§ **Task prompt**:
Write out the full set of records exactly. Any pictures in them do not belong in the copy.

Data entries
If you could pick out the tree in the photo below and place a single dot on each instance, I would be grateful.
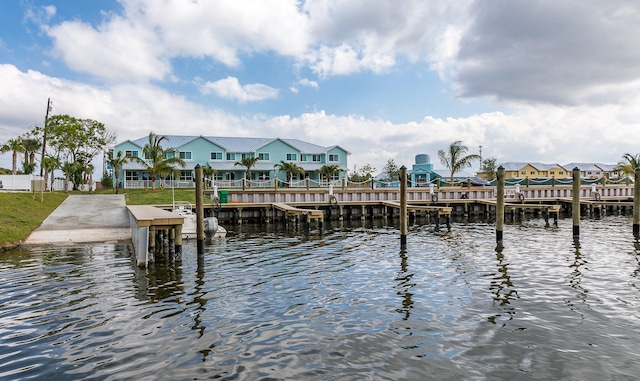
(365, 172)
(15, 145)
(290, 169)
(69, 168)
(628, 164)
(489, 168)
(116, 162)
(328, 171)
(75, 141)
(392, 170)
(157, 160)
(456, 158)
(208, 173)
(30, 146)
(49, 165)
(248, 162)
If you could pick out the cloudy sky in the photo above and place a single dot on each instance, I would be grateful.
(542, 80)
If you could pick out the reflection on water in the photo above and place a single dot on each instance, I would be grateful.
(344, 303)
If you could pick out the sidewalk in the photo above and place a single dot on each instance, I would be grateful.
(84, 218)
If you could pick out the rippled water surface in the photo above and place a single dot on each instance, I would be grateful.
(346, 304)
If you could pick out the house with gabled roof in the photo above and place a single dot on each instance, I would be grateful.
(222, 154)
(595, 170)
(532, 170)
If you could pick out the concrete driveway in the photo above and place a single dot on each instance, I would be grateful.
(84, 218)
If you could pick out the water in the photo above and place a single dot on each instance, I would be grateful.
(343, 305)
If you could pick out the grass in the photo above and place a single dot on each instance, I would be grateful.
(20, 214)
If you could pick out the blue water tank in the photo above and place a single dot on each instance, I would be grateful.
(422, 158)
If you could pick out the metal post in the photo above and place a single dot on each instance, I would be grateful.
(403, 207)
(575, 204)
(500, 206)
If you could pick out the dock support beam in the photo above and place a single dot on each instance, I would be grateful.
(500, 206)
(199, 211)
(575, 204)
(403, 207)
(636, 204)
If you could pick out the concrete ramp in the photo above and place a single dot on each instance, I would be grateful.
(84, 218)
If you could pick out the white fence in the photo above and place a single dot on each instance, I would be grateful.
(23, 183)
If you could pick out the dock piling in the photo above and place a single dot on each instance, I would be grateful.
(500, 206)
(199, 211)
(575, 205)
(403, 207)
(636, 204)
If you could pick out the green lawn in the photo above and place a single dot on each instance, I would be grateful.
(20, 213)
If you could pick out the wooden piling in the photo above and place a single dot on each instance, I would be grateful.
(403, 208)
(199, 211)
(575, 204)
(636, 204)
(500, 206)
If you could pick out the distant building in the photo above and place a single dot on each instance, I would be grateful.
(221, 154)
(594, 170)
(422, 173)
(532, 170)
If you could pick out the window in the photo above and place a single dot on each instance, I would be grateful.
(131, 175)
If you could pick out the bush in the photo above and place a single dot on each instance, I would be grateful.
(106, 181)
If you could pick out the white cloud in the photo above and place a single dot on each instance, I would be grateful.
(546, 134)
(309, 83)
(119, 50)
(231, 88)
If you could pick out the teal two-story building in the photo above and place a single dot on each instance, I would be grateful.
(222, 154)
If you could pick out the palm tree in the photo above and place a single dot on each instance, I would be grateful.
(248, 162)
(156, 161)
(16, 146)
(329, 170)
(628, 164)
(31, 146)
(456, 158)
(117, 162)
(50, 164)
(290, 169)
(208, 173)
(68, 168)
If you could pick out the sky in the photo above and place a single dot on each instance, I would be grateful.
(535, 81)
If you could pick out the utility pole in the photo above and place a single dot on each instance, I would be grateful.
(44, 138)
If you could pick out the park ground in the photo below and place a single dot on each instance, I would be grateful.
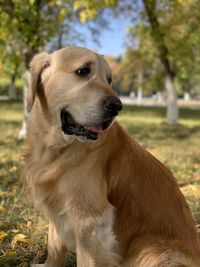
(23, 231)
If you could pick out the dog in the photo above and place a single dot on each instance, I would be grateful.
(106, 197)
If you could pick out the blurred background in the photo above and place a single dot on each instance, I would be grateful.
(153, 48)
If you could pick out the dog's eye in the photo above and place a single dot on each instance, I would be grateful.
(109, 80)
(83, 71)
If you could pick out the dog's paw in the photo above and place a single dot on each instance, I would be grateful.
(37, 265)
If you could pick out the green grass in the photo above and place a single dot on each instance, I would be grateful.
(177, 147)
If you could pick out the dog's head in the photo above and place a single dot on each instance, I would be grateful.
(73, 86)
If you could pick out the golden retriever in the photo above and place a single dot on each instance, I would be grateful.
(106, 197)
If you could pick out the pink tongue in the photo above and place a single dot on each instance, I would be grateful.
(95, 128)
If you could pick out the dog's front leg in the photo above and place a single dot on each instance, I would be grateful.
(95, 241)
(56, 250)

§ **Output**:
If you could pick out the tree in the photo below and place a single dot on each instance, I would be grateful.
(365, 172)
(15, 145)
(290, 169)
(69, 168)
(628, 164)
(489, 168)
(116, 162)
(328, 171)
(75, 141)
(392, 170)
(157, 160)
(456, 158)
(208, 173)
(30, 146)
(49, 165)
(248, 162)
If you could pick out the cloudy sky in the photo above and place a single dot on each instance, I would be grateful.
(542, 80)
If you could pick out the reflection on water in the photo above and place a single dot on each instance, I would be grateful.
(344, 303)
If you could pick out the sidewalk in the photo above and place a single dot on each instance, I would be grateful.
(84, 218)
If you could pick out the rippled water surface in the photo above and place a single dot on each instance, I would be grateful.
(346, 304)
If you could pick out the house with gabled roof in the photo above and place a single dot on each instance, I would be grateful.
(222, 154)
(595, 170)
(532, 170)
If you could pick out the concrete driveway in the photo above and place a single dot on each instance, I would be grateful.
(84, 218)
If you could pick out the water in the photo above and place a single dot on each instance, I would be grateful.
(343, 305)
If you could pick out the grass in the photo above and place a single dot on each instance, I would be grateful.
(20, 214)
If you could pick out the blue water tank in the photo above and place a single dot on each instance, I would be grateful.
(422, 158)
If you could pick out the metal post in the photo above and place a single dot on each instance, I would be grateful.
(403, 207)
(575, 204)
(500, 206)
If you could pick out the dock support beam in the photo above and place a single dot on each instance, I would be grateful.
(500, 206)
(199, 211)
(575, 204)
(403, 207)
(636, 204)
If you could pick out the concrete ramp in the photo above and place a single dot on each instance, I would be grateful.
(84, 218)
If you could pick out the white fence in the photo above and place a single dot on each instance, I would be grateful.
(23, 183)
If you could pick out the dock piling in the photo above and place a single dot on each instance, I would be grateful.
(500, 206)
(199, 211)
(575, 205)
(403, 207)
(636, 204)
If you could pick out the green lawn in the photo above and place a single dot on each instance, I would be grateful.
(20, 213)
If you could pick out the wooden piling in the photo above and place a single dot on each instance, I would be grateful.
(403, 208)
(199, 211)
(575, 204)
(636, 204)
(500, 206)
If you could pick out the distant building in the photo above and place a single dot on each instance, I would be grateful.
(221, 154)
(594, 170)
(422, 173)
(532, 170)
If you could pick out the window in the photo above and place a single dot on each instance, I would be grateful.
(131, 175)
If you could pick out the bush in the photo above and place a single dot on each instance, I would be grateful.
(106, 181)
If you could pick out the white cloud in the photo above and place a single dot on each instance, I would be grateful.
(546, 134)
(309, 83)
(119, 50)
(231, 88)
If you could pick out the teal two-story building in the photo above and place a single dot on each instance, I would be grateful.
(222, 154)
If you could pick out the palm tree in the photo above and place a single dot on each instance, I would be grateful.
(248, 162)
(156, 161)
(16, 146)
(329, 170)
(628, 164)
(31, 146)
(456, 158)
(117, 162)
(50, 164)
(290, 169)
(208, 173)
(68, 168)
If you could pick out the sky in the photo above and place a single dot on each instance, I would be grateful.
(535, 81)
If you could pick out the utility pole in the photo above and place a single dot on each instance, I would be grateful.
(44, 138)
If you could pick out the park ground in the photo below and place a single dot on each instance, I would be grateful.
(23, 231)
If you could pick out the dog in the photo above and place a single dot on each instance, I would be grateful.
(106, 197)
If you could pick out the blurred background in the photo above and place a single dot on each instance, I would be grateful.
(153, 48)
If you could pick out the dog's eye in the photo above and place a single dot on each instance, I would be grateful.
(109, 80)
(83, 71)
If you could pick out the dog's paw in the photo above and place a single dot on each instance, I would be grateful.
(37, 265)
If you could pick out the green grass in the photo above and place a single dot on each instance, I would be grateful.
(177, 147)
If you could pick out the dog's head in the photo above and place a single dot on each instance, I would be grateful.
(73, 86)
If you could pick out the golden retriever in the photo above and place a single dot on each instance, I would be grateful.
(106, 197)
If you could pick out the pink tongue in the photo above and place a single dot on each instance, I would be grateful.
(95, 128)
If you could pick out the dog's front leg in the photo above and place a single dot on each instance, I would be grateful.
(95, 241)
(56, 250)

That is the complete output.